* _EXERCISE REQUIREMENTS_: Please write out, unchanged, the lines of the entries below from the line with "Where can the player's dark" to the line with "pixel 80 404", including both of those lines.

-------- RECORDS FOR THIS EXERCISE

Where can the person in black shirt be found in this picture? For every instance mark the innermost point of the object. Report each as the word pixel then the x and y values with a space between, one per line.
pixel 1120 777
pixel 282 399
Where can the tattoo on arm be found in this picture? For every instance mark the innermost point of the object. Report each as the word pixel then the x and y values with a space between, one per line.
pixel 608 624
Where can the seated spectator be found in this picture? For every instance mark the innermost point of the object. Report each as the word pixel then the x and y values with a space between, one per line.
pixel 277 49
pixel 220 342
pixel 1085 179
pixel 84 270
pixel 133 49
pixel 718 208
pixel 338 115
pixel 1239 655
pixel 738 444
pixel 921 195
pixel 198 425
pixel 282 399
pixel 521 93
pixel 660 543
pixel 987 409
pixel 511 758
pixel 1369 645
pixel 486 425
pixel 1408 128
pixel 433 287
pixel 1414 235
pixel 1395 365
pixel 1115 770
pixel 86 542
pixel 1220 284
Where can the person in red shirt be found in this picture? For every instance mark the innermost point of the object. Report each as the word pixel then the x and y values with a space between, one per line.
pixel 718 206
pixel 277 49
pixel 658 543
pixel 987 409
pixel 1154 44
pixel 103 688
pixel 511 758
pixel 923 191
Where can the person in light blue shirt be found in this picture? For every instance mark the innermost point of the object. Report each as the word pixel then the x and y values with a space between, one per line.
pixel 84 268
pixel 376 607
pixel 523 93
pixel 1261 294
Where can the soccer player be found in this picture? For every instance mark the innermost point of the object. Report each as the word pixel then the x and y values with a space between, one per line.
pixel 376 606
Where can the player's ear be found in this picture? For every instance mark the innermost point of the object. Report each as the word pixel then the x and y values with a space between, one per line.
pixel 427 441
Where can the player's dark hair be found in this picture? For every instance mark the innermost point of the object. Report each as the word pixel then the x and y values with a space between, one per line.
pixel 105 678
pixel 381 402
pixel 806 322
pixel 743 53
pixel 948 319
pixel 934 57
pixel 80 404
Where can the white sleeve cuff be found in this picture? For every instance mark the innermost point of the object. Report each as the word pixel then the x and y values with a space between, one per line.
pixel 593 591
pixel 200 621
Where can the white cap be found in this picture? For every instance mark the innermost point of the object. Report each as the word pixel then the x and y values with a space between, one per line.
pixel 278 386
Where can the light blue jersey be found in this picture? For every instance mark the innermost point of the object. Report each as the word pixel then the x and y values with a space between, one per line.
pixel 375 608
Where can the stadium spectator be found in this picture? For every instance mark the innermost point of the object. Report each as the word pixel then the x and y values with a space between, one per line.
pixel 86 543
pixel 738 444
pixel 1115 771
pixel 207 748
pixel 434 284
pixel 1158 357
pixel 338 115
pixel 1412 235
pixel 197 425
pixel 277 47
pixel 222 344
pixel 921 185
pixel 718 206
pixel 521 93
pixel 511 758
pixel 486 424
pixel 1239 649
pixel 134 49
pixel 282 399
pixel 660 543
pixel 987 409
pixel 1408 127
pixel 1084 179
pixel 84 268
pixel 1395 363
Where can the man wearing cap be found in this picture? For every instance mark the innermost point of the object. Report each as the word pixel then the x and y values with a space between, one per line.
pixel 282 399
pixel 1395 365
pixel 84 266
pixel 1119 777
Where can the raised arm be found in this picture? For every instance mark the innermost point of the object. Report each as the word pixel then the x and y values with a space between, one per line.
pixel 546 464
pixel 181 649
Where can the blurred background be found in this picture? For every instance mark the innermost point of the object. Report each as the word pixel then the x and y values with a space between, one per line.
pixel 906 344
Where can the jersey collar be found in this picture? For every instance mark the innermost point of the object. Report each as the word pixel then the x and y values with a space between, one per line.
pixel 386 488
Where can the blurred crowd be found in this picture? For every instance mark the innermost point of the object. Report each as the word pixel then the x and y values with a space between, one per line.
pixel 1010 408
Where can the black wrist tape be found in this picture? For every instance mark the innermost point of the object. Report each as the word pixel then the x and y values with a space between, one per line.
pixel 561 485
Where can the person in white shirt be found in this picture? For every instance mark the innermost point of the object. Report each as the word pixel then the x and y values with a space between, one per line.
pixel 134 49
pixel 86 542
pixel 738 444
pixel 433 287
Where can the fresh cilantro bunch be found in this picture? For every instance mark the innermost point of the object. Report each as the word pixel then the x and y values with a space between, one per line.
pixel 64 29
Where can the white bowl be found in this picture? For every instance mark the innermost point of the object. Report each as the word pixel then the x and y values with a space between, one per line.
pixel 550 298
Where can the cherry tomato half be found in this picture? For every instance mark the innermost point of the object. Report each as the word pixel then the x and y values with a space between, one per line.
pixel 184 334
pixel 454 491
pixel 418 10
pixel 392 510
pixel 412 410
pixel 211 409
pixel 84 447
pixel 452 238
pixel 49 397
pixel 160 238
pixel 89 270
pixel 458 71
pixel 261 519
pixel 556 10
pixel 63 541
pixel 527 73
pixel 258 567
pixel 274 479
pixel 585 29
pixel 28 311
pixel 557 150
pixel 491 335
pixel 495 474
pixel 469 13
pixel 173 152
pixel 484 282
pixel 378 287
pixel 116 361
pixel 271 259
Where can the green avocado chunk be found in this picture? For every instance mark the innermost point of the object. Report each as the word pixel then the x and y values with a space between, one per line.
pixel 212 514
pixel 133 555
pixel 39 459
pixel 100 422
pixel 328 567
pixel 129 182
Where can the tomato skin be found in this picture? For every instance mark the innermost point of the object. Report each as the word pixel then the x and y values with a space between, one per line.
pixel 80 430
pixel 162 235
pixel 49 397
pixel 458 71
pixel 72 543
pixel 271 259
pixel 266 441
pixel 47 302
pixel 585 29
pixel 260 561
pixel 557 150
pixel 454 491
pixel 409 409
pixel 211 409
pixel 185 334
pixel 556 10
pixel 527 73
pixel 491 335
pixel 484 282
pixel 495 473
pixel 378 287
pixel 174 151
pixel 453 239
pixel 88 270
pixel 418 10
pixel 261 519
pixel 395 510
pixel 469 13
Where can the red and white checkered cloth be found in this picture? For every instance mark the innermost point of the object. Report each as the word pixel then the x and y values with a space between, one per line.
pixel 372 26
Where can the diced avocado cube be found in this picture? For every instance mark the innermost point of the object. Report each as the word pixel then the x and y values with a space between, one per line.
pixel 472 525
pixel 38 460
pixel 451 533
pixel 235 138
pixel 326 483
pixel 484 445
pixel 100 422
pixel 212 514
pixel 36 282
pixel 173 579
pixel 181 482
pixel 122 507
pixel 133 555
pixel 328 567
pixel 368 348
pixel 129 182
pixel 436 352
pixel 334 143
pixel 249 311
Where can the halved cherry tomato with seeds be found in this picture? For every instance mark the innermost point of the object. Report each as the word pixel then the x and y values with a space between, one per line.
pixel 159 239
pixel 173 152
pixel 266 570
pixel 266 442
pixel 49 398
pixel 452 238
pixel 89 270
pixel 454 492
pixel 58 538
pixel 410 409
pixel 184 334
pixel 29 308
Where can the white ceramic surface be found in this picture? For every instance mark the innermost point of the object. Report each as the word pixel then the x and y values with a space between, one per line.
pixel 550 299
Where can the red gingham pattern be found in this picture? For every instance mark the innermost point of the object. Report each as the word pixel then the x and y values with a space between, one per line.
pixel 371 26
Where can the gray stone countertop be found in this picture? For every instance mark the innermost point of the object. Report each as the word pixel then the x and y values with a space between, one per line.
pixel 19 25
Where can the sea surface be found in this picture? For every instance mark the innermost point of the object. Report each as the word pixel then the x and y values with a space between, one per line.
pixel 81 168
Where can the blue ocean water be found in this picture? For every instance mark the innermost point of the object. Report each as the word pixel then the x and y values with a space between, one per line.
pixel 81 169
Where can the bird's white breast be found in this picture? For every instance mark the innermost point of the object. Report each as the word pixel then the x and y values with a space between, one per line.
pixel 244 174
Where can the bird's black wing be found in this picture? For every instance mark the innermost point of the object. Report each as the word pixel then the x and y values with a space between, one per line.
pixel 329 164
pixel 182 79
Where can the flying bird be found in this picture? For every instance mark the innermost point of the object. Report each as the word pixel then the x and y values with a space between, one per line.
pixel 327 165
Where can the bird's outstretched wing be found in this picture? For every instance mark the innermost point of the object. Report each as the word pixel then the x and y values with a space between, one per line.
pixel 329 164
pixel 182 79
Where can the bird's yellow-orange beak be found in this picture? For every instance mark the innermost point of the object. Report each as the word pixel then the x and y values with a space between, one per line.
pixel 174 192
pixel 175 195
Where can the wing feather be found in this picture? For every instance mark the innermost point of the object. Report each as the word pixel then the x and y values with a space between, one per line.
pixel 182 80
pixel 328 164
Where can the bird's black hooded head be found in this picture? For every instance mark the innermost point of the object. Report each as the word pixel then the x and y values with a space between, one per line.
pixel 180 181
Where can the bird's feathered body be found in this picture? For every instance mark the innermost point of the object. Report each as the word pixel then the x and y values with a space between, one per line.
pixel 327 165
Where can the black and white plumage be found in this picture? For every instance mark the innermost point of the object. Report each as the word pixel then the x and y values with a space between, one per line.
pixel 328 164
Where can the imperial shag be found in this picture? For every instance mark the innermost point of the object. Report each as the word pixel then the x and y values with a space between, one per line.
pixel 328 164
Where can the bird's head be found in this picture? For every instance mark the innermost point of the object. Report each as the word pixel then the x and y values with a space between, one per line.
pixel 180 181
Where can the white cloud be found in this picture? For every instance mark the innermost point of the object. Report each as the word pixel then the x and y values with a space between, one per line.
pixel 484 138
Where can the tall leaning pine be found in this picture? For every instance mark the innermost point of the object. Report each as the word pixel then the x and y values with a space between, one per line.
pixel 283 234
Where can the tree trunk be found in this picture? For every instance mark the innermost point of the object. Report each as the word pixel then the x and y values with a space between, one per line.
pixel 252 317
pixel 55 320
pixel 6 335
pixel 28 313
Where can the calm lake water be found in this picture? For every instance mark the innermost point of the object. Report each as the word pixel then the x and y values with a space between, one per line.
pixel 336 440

----------------

* _TASK RESULT_:
Where can the player's dark hair be found in this picture? For every instance mark the innermost point of the object. Report each as the word pixel then the x and y values with a space between, one per line.
pixel 105 678
pixel 381 402
pixel 806 322
pixel 743 53
pixel 948 319
pixel 934 57
pixel 80 404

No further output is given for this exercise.